Tasks to carry out –
A) List every username that appears in a post header in the pigeon show thread.
B) Please return, word for word, the passage of the pigeon show thread from "Those Pouters and" up to and including "LOT of birds!!".

Text segment –
((

Lots of really neat looking birds. Wish I could have went! I love all the colors


----------



## MaryOfExeter (Sep 30, 2007)

Mindy said:


> LOVED the pictures, I have a couple questions. The last 3 pictures. Are those colors put on by the owners or are they born that way? Is that a stupid question? All of them are really pretty. I really love the tortoise shell bird. There is NO way I could be the judge because they all were great. min


They've been dyed  Fanciers with those breeds often "paint" them certain colors for easier ID in flight. Especially if there's some sort of competition going on between fanciers.


----------



## Margarret (May 3, 2007)

Terry,

You got really nice pictures this year. I especially love the one of the Cauchoise. I'd never seen one before either. Thanks for all the images.

Margaret


----------



## bundyray (Nov 7, 2009)

fantastic pic's Terry thank-you for naming the breeds


----------



## Mindy (Apr 2, 2009)

MaryofExeter, thank you for explaining that. I thought it was a stupid question but with seeing all the different breeds, breeds I've never even seen before or heard before and very exotic ones, I thought just maybe they could do colors. LOL stupid me. min


----------



## Kevin (May 13, 2009)

Thank you very much for sharing this! I wish I could have went.


----------



## TAWhatley (Mar 6, 2001)

I'm glad you all are enjoying the pictures. The LAPC did a terrific job in having the breed and color on the coop cards .. trust me .. without that little "cheat sheet" I wouldn't have known what most of the breeds or colors were. I also had my friend, Denise, with me, and she was diligently writing down the info as I took the pictures which made it very easy to put the captions on the photos later.

Terry


----------



## mr squeaks (Apr 14, 2005)

WOW!! GREAT PICTURES, TERRY!!

And, yes, there were some I had never heard of, like most everyone else! So nice to see a name with the bird!!

Until I joined PT, I never knew there were sooooo many different breeds of pigeons!!

Those Pouters and Jacobins never cease to make me smile!

I'm glad you posted George's bird. I know he was quite busy helping to set up the show. He had also mentioned that there would be a LOT of birds!!

The birds in your pictures looked terrific!! What a thrill to be able to see all those different breed up close and personal! I remember my first pigeon show and thinking, "So THAT's what you look like!" when seeing breeds I had only read about!

))

Collected material –
((

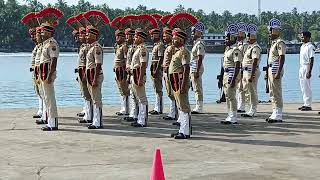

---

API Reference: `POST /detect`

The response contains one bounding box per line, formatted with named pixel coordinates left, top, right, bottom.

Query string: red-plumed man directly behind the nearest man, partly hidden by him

))

Solved tasks –
A)
MaryOfExeter
Margarret
bundyray
Mindy
Kevin
TAWhatley
mr squeaks

B)
Those Pouters and Jacobins never cease to make me smile!

I'm glad you posted George's bird. I know he was quite busy helping to set up the show. He had also mentioned that there would be a LOT of birds!!